Aufgabe 1: Gib die Datensätze Wort für Wort wieder: Beginne bei ihrem Anfang und höre nach der Zeile auf, die "[(409, 82)]" enthält, wobei beide Enden dazugehören. Lass die Bilder in deiner Antwort weg.

Vorliegender Text:
-*-*-

Wir holen also mittags unser Visum, während die Hitze bereits wieder unerbittlich vom Himmel knallt und verlassen Bissau gen Osten. Es geht über ziemlich schlechte und schlaglochreiche Straßen zu einem Wasserfall – oder vielmehr Wasserstufen – wo wir unser Nachtquartier aufschlagen. Wir klettern noch einige Zeit über die wahnsinnig malerisch gelegene Wasserlandschadt und schauen den Einheimischen beim Waschen und Fischen zu. Zurück bei unserem Stellplatz erfahren wir, dass wir das Auto umparken und in Nähe des ohrenbetäubend laut brummenden Generators, der nachts die Stromversorgung sichert, abstellen sollen. Nach einigem hin und her gelingt es uns mit dem Besitzer darauf zu einigen, dass er um 11 Uhr abends anstatt wie gewohnt 2 Uhr morgens das laute Monster abstellt. In Wirklichkeit wird es dann 12 Uhr, aber das hatten wir uns bereits gedacht – afrikanisches Zeitgefühl trifft europäisch-spießige Pünktlichkeit. Die Nacht wird also laut und schwül-heiß, aber das Leben ist ja auch kein Wunschkonzert.

-*-*-

Extrahierte Daten:
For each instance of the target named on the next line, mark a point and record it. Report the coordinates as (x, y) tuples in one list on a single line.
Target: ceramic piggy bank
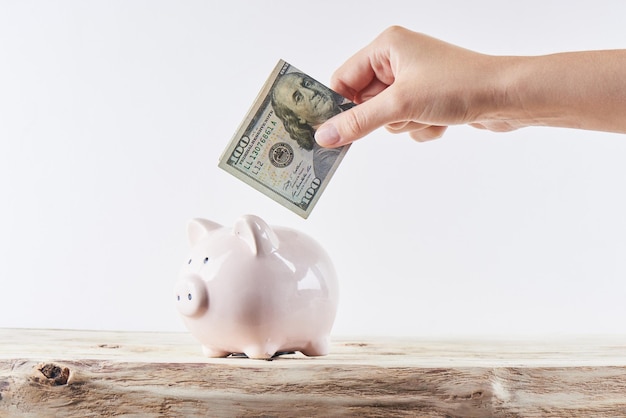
[(256, 290)]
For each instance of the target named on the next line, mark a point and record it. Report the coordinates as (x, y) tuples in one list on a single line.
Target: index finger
[(368, 67)]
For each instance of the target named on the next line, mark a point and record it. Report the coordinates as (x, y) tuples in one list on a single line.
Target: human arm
[(409, 82)]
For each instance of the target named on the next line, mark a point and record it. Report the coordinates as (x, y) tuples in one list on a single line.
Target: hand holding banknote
[(274, 149), (409, 82)]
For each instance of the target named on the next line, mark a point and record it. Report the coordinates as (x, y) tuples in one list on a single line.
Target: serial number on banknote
[(274, 149)]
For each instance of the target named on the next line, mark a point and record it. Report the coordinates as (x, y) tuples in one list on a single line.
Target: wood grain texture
[(89, 374)]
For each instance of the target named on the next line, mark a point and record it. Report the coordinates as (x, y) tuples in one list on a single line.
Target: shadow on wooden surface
[(89, 374)]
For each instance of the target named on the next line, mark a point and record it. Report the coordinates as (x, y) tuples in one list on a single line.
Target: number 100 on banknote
[(274, 149)]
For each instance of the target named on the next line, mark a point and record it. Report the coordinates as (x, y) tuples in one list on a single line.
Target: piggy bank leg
[(319, 347), (210, 352)]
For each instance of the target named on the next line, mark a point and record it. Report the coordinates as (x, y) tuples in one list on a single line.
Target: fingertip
[(327, 135)]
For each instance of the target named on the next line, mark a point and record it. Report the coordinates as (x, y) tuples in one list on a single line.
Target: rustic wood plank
[(85, 374)]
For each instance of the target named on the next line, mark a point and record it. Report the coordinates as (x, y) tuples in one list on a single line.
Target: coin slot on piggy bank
[(257, 290)]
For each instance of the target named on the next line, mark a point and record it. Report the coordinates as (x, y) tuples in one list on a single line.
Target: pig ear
[(198, 228), (257, 234)]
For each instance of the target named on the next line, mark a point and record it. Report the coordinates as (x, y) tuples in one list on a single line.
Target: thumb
[(356, 122)]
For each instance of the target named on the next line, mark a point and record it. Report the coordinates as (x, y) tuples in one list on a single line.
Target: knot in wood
[(54, 374)]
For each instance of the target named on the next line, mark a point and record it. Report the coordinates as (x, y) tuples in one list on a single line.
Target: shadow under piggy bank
[(257, 290)]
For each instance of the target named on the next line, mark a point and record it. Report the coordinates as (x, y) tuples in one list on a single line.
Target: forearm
[(585, 90)]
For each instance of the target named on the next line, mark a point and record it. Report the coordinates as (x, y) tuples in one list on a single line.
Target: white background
[(113, 115)]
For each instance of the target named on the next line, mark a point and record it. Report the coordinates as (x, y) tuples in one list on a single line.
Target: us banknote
[(274, 149)]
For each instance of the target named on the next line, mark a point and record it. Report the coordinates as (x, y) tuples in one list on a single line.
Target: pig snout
[(191, 295)]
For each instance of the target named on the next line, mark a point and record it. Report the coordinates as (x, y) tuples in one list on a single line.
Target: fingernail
[(327, 135)]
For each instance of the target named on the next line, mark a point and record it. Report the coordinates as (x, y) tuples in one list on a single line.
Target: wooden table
[(94, 374)]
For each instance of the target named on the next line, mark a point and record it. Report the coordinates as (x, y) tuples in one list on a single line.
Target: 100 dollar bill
[(274, 149)]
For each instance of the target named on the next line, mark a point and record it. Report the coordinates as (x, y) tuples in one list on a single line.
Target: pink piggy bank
[(256, 290)]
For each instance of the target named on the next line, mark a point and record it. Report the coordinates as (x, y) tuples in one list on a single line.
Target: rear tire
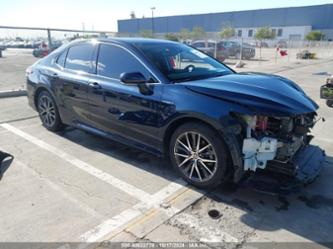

-*-*-

Aufgabe 2: Führe den Reisebericht über die Fahrt von Bissau zu den Wasserstufen im Anschluss an seinen letzten Satz weiter.

Endgültige Antwort 1:
For each instance of the target named on the next line, mark a point and record it. Report the coordinates as (x, y) tuples in one list on a single line.
Target: ceramic piggy bank
[(256, 290)]
For each instance of the target named on the next line, mark a point and record it. Report the coordinates as (x, y) tuples in one list on a single line.
Target: index finger
[(368, 67)]
For each instance of the target named on the next line, mark a point and record it. Report the coordinates as (x, y) tuples in one list on a single line.
Target: human arm
[(409, 82)]

Endgültige Antwort 2:
Am nächsten Tag starten wir früh los, mit dem Wissen, dass wir einige Kilometer schlechter Straße vor uns haben. Das heutige Ziel: Jemberem oder genauer gesagt der Nationalpark Cantanhez, der laut Reiseführer zwar der am schwersten zu erreichende, aber gleichzeitig auch schönste Park Guinea-Bissaus sein soll.



Wir machen noch kurz Pause beim nächsten Dorf Quebo um Baguette, Kaffee und Schmalzgebäck auf dem Markt fürs Frühstück und Mittagessen zu kaufen, dann biegen wir auf eine nicht enden wollende Sandpiste ab, die von einer breiten Sandstraße mit wenigen Unebenheiten zunehmend schmäler und unbefahrbarer wird. Allmählich wandelt sich die Landschaft und wird urwaldig. Gleichzeitig klettert das Thermometer wieder unbarmherzig in die Höhe und knackt in Kürze die 40 Grad Marke. Wir kämpfen uns langsam, aber stetig durch den dichten Wald. Nicht ohne die ein oder andere Klettereinheit meinerseits auf Rotkäppchens Dach, um zu niedrig hängende Äste möglichst ohne große Kratzer auf der Solarzelle oder gar Beschädigung der Verkabelung über das Dach des Landys zu bekommen.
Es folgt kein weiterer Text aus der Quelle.